GIVEN PASSAGE:
--*--

A Mercedes-Benz For The New Generation
Millennials (Generation Y), or people who were born from the mid-1980s to 1999 (there isn’t exactly a fixed date as to when this starts or ends) make up almost half of the current Filipino workforce. With our generation’s increased challenges made by climate change, rising real estate and car prices, as well as rising utility, food, and fuel prices, we are often called the “Peter Pan” generation, whose onset of going into adulthood, buying their own house or own car to become independent from their parents is being deliberately delayed as a result of these challenges. Car manufacturers are also bucking on the trend. Some companies like Volvo are trying out a “subscription” service to make car ownership more attractive to millennials, while most are creating cars that are relatively compact, yet have the practicality, utility, and style that an SUV has. The small SUV segment is what drives showroom sales these days, and it’s not just millennials. Everyone is looking for small SUVs nowadays, as the benefits of a taller ride height seem to attract more customers. Whereas traditionalists would point towards a Mercedes-Benz C-Class or BMW 3 Series as their entry point into owning a luxury car, millennials are increasingly interested into cars like this Mercedes-Benz GLA here. In a bid to attract younger buyers, as well as lower the company’s average ownership age, has the three-pointed star brand succeeded in their creation? Let’s find out.
If we were to judge everything through styling, I’d give the GLA 180 a perfect 10 out of 10. Despite the GLA having 183 mm of ground clearance, it doesn’t look particularly tall. As a matter of fact, at 1,494 mm, the Mercedes-Benz GLA is only 10-20 mm taller than the A-Class hatchback on which it is based. As a result, the Mercedes-Benz GLA is often accused for being merely an A-Class on stilts. The end result though is a sleek, sharp, and handsome compact crossover with enough beauty and presence to make people turn heads. Its body is simplistic, as there aren’t too many lines or creases to overdo it, and yet, Mercedes-Benz managed to make the fundamental design elements look great. For its 2018 mid-cycle refresh, Mercedes-Benz concentrated on giving the GLA a stronger SUV-like presence, thanks to details such as the beefier bumpers, satin metal skid plates, and nicely finished twin exhaust pipes. Considering that this is the entry-level Urban variant, I’m glad Mercedes-Benz still managed to make the GLA go toe-to-toe with its pricier siblings through the use of gorgeous 18-inch alloy wheels, LED headlights with LED daytime running lights, and LED tail lights.

--*--

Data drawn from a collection
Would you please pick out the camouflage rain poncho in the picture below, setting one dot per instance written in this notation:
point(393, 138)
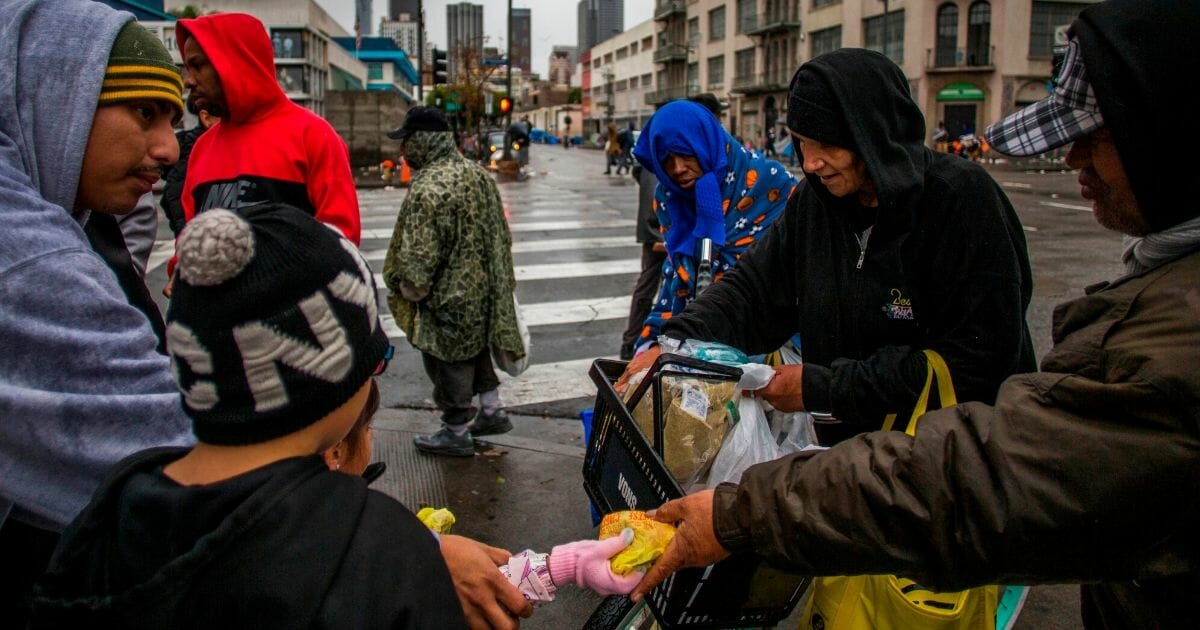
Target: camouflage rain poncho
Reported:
point(453, 239)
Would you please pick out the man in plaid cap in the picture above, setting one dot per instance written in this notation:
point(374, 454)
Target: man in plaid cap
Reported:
point(1085, 472)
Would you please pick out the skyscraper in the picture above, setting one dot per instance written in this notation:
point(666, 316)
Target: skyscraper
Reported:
point(562, 64)
point(599, 21)
point(395, 7)
point(522, 25)
point(465, 30)
point(363, 17)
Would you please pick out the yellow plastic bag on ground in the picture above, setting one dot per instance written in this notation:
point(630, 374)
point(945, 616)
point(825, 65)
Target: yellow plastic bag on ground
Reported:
point(651, 539)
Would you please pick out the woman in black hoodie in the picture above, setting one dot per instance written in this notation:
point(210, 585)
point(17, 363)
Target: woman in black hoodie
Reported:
point(888, 250)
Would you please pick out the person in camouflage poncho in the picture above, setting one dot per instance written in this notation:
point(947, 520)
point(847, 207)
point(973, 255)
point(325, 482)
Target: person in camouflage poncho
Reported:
point(449, 269)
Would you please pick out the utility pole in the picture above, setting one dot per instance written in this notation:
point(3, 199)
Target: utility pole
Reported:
point(508, 117)
point(420, 52)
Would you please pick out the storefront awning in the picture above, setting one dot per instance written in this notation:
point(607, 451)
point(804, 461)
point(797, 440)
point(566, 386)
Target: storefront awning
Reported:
point(960, 91)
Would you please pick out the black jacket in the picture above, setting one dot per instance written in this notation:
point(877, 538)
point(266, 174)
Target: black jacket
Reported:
point(945, 267)
point(288, 545)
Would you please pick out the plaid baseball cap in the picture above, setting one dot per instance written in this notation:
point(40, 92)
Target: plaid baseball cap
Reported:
point(1069, 114)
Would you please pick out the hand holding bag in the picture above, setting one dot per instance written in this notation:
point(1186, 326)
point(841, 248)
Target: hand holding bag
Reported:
point(892, 603)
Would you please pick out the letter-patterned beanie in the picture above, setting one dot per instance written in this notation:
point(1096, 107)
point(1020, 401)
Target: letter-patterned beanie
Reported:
point(273, 323)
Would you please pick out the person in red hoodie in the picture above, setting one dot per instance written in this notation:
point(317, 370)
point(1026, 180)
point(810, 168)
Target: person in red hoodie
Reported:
point(265, 149)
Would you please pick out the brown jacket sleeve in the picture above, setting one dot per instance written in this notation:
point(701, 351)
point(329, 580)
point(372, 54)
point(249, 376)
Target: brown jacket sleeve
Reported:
point(1066, 479)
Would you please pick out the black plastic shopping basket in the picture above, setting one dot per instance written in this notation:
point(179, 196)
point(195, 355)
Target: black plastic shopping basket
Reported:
point(622, 471)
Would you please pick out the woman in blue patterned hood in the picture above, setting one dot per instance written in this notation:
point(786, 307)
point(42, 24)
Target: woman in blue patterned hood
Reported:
point(709, 187)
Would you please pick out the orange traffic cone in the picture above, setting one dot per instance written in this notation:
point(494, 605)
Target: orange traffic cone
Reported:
point(406, 174)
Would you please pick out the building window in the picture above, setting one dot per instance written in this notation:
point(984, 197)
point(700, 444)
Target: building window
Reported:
point(743, 64)
point(979, 34)
point(826, 40)
point(288, 45)
point(947, 35)
point(715, 72)
point(717, 24)
point(885, 34)
point(748, 15)
point(1043, 22)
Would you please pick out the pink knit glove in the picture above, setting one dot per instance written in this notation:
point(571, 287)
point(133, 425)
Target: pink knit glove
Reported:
point(586, 564)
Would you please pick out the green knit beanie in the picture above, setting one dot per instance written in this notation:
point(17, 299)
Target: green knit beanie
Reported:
point(141, 67)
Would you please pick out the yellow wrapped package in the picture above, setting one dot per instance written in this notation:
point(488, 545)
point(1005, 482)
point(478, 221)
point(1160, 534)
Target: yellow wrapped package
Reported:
point(439, 520)
point(651, 539)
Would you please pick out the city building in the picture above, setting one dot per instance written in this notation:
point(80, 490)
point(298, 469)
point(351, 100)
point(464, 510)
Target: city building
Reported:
point(388, 66)
point(562, 63)
point(599, 21)
point(307, 63)
point(399, 7)
point(465, 34)
point(969, 63)
point(405, 30)
point(143, 10)
point(621, 77)
point(363, 17)
point(522, 34)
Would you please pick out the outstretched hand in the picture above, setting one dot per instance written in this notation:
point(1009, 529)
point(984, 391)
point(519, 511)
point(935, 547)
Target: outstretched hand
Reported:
point(487, 598)
point(642, 361)
point(785, 391)
point(587, 563)
point(695, 541)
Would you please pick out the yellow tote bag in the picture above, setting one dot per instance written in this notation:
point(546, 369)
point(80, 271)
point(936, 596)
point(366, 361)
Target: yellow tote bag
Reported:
point(891, 603)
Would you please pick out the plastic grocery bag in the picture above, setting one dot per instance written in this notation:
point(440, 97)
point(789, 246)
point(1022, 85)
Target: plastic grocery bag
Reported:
point(651, 539)
point(749, 443)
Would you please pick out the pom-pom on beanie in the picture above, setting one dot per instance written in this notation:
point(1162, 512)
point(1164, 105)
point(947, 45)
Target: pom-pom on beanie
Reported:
point(273, 323)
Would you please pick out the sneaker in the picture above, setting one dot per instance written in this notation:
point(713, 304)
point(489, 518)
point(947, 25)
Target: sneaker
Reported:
point(447, 442)
point(491, 425)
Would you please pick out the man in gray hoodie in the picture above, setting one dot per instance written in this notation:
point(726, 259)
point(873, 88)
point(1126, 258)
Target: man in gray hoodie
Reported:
point(87, 103)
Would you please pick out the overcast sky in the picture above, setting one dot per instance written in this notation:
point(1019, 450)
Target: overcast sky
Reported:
point(553, 22)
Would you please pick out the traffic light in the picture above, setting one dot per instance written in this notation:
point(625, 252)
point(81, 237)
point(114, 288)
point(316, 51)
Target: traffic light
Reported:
point(439, 67)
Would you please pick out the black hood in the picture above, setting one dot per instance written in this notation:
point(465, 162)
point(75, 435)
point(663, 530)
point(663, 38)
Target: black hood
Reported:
point(869, 95)
point(1141, 60)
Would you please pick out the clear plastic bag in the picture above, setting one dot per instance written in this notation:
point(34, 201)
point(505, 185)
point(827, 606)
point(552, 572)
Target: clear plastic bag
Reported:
point(749, 443)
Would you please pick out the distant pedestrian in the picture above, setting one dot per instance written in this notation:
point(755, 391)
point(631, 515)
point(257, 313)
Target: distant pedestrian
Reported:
point(654, 253)
point(173, 177)
point(625, 142)
point(611, 149)
point(449, 269)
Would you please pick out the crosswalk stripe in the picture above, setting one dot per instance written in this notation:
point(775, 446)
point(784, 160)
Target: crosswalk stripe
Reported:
point(1067, 207)
point(539, 226)
point(547, 382)
point(550, 313)
point(564, 270)
point(555, 245)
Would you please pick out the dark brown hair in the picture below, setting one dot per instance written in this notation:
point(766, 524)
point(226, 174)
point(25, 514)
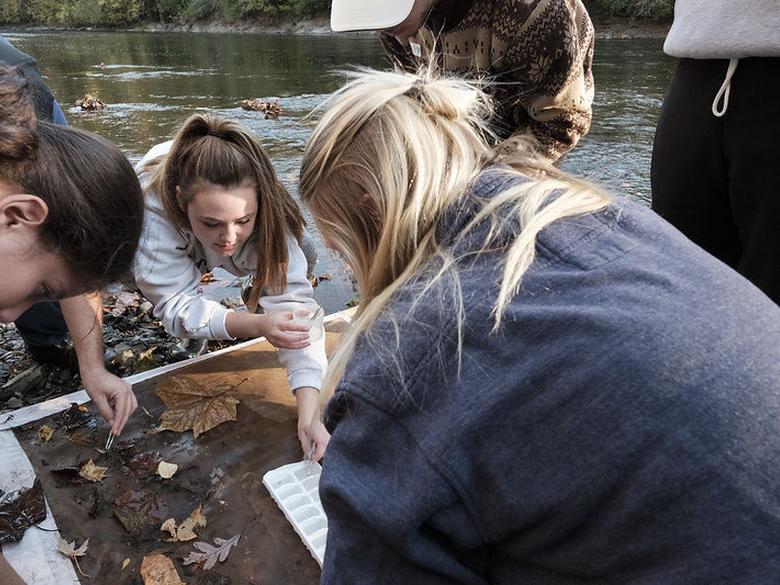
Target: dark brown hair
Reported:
point(94, 199)
point(18, 138)
point(210, 149)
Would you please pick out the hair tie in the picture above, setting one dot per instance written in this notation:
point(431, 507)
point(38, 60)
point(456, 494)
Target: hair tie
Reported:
point(415, 90)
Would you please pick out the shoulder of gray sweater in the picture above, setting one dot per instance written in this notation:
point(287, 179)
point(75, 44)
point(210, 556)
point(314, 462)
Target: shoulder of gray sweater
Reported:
point(724, 29)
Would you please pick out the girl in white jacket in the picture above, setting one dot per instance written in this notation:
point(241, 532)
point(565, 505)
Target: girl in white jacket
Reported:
point(213, 200)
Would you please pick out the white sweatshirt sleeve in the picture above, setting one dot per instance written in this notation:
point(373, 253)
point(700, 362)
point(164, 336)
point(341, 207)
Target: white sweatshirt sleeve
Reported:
point(305, 367)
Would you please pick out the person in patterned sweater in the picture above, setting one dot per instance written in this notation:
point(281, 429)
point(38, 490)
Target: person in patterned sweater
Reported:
point(538, 53)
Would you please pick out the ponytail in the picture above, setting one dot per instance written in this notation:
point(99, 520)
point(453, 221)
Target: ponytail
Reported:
point(18, 136)
point(210, 149)
point(392, 153)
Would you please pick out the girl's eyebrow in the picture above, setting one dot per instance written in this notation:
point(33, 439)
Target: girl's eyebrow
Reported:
point(207, 218)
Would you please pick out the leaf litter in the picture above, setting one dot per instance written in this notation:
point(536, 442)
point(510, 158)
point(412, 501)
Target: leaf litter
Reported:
point(69, 550)
point(18, 513)
point(166, 470)
point(92, 472)
point(186, 530)
point(157, 569)
point(210, 554)
point(192, 405)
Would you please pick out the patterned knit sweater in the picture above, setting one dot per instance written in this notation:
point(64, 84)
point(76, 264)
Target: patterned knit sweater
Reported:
point(537, 52)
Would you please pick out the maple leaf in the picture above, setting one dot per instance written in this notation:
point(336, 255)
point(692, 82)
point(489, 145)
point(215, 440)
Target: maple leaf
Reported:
point(158, 569)
point(69, 550)
point(45, 433)
point(19, 513)
point(92, 472)
point(166, 470)
point(211, 553)
point(191, 405)
point(186, 530)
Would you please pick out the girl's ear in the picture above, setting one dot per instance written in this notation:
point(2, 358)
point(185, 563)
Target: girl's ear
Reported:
point(22, 209)
point(178, 198)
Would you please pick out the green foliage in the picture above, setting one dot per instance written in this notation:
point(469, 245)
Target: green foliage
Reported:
point(10, 11)
point(638, 8)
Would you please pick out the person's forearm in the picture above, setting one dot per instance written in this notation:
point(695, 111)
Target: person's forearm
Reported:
point(308, 399)
point(241, 325)
point(84, 316)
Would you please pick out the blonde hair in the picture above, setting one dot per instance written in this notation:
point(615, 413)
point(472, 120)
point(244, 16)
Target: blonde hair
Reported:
point(211, 149)
point(392, 152)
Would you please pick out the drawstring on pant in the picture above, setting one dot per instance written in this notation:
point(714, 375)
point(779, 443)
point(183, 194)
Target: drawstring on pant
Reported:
point(724, 91)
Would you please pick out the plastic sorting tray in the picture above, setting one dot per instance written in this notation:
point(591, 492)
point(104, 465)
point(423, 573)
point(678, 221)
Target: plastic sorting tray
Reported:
point(295, 488)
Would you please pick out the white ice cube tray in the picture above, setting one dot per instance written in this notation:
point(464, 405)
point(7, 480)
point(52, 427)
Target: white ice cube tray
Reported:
point(295, 488)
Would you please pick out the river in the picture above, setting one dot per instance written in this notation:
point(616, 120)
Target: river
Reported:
point(153, 81)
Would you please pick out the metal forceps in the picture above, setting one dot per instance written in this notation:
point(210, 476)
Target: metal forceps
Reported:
point(311, 458)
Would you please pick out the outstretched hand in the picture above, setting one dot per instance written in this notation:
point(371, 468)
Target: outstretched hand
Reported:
point(282, 332)
point(312, 433)
point(113, 398)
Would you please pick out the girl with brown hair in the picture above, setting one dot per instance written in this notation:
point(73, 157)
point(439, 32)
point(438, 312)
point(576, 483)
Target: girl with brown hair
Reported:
point(213, 200)
point(71, 213)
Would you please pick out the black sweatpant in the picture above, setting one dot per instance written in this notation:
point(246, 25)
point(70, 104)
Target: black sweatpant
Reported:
point(718, 179)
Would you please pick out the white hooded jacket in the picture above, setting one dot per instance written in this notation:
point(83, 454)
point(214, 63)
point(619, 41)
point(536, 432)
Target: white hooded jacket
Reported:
point(168, 268)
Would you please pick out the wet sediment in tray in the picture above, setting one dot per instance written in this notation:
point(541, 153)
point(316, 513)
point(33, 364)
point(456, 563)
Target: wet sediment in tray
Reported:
point(219, 475)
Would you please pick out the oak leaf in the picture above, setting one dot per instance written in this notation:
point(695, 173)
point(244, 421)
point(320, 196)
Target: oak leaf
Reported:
point(92, 472)
point(45, 433)
point(69, 550)
point(158, 569)
point(210, 554)
point(186, 530)
point(166, 470)
point(191, 405)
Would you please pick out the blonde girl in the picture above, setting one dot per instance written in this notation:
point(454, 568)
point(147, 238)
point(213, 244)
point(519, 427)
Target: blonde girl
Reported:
point(543, 385)
point(213, 200)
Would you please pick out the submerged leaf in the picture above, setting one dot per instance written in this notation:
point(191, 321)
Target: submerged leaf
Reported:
point(19, 514)
point(69, 550)
point(158, 569)
point(45, 433)
point(166, 470)
point(186, 530)
point(92, 472)
point(191, 405)
point(210, 554)
point(137, 510)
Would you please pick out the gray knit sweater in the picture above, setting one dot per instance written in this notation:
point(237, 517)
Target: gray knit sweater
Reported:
point(724, 29)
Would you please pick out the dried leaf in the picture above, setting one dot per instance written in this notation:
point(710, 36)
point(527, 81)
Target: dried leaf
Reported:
point(19, 514)
point(144, 464)
point(146, 361)
point(159, 570)
point(69, 550)
point(210, 554)
point(45, 433)
point(186, 530)
point(137, 510)
point(92, 472)
point(191, 405)
point(166, 470)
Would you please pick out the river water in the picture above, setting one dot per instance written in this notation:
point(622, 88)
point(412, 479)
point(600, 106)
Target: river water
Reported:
point(153, 81)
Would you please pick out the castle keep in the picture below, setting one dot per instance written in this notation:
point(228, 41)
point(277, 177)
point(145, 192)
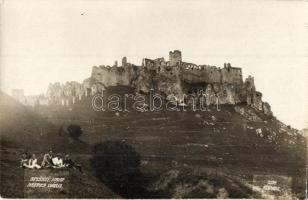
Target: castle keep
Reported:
point(173, 77)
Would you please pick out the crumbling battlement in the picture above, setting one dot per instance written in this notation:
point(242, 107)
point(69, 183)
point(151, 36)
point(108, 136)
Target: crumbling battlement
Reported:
point(174, 77)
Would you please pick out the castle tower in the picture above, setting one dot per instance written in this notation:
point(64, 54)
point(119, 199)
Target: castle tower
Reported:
point(175, 57)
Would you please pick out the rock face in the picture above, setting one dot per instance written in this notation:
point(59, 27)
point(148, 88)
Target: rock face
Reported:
point(174, 77)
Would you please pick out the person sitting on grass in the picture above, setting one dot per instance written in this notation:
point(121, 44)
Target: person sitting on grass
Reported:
point(33, 163)
point(68, 162)
point(47, 160)
point(57, 161)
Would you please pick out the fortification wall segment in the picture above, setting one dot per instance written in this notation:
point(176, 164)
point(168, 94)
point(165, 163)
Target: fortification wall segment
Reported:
point(167, 77)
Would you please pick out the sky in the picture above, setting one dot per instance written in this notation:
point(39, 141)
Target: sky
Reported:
point(60, 40)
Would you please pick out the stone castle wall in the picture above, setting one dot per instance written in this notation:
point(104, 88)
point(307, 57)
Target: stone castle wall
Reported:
point(167, 77)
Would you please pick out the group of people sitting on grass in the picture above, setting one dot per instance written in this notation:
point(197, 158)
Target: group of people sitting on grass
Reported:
point(49, 161)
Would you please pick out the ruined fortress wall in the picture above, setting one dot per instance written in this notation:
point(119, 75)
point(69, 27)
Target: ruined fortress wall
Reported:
point(232, 75)
point(175, 57)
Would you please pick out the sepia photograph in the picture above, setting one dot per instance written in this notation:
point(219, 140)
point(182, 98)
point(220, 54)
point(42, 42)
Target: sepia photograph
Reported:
point(145, 99)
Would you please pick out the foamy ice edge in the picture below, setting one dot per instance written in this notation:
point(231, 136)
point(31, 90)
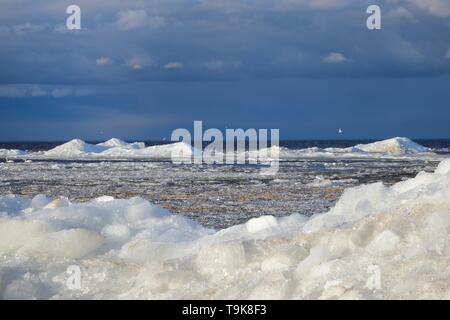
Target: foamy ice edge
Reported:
point(378, 242)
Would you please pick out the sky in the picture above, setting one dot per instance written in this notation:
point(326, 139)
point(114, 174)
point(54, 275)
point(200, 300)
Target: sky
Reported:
point(137, 70)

--*--

INSTRUCTIONS:
(1) Name every kind of price that the GLA review describes as rising.
(2) Answer these questions using the GLA review:
(a) How much ground clearance does the GLA have?
(b) Which car company is trying out a "subscription" service?
(c) On which model is the GLA based?
(3) Write the next part of the GLA review, starting after its last sentence.
The records have no connection to the GLA review.

RESULTS IN ORDER:
(1) Real estate prices, car prices, utility prices, food prices, and fuel prices.

(2)
(a) 183 mm.
(b) Volvo.
(c) The A-Class hatchback.

(3)
The interior is distinctive and modern, giving its own character in a sea of small crossovers that all look the same nowadays. The tactile experience with the buttons, knobs, and switches are all that you would expect from a German premium brand. I particularly love the aircon vents that look like they came from the Mercedes-AMG GT sports car. It offers such a nice heft and quality feel to it when adjusting the air flow. Mercedes-Benz is one of the first companies to adopt the floating tablet-style infotainment screen, which is currently in vogue, but it’s the one details that’s starting to feel outdated compared to its newer rivals such as the Audi Q2. If there’s one let down though, it would be some of the interior plastics. While most of the interior is done in soft touch plastics or Artico man-made leather (which actually feels premium and convincing), poke through the lower parts of the cabin, and there are many hard plastics, particularly those surrounding the center console. Granted, these will be places you will rarely touch, but a BMW X1 and Audi Q2 has soft touch plastics even through the lower parts of the cabin.
Space and Practicality
The Mercedes-Benz GLA 180’s interior space isn’t class leading, but it’s good nonetheless. Up front, the driver is provided with electric adjustments for the seats. Combined with the tilt and telescopic steering wheel, drivers of different body types are able to easily find their ideal driving position. One thing I appreciate with most German premium brands are the extendable thigh supports, which extends the seat cushions meant for people like me, who have longer limbs.
The seats at the back are best left for two when travelling long distances. While three would be possible, its somewhat narrow body and contoured outer seats make the area for the middle passenger a bit awkward, but if it’s within the city, where the GLA will most probably always be, it’s fine. As a consolation, legroom and headroom is pretty good, even for a 5 foot 11 adult like me. Because of the car’s design, the back seats can feel pretty dark, because of the slightly high and small rear window, which means smaller kids might have a hard time to look out of the window.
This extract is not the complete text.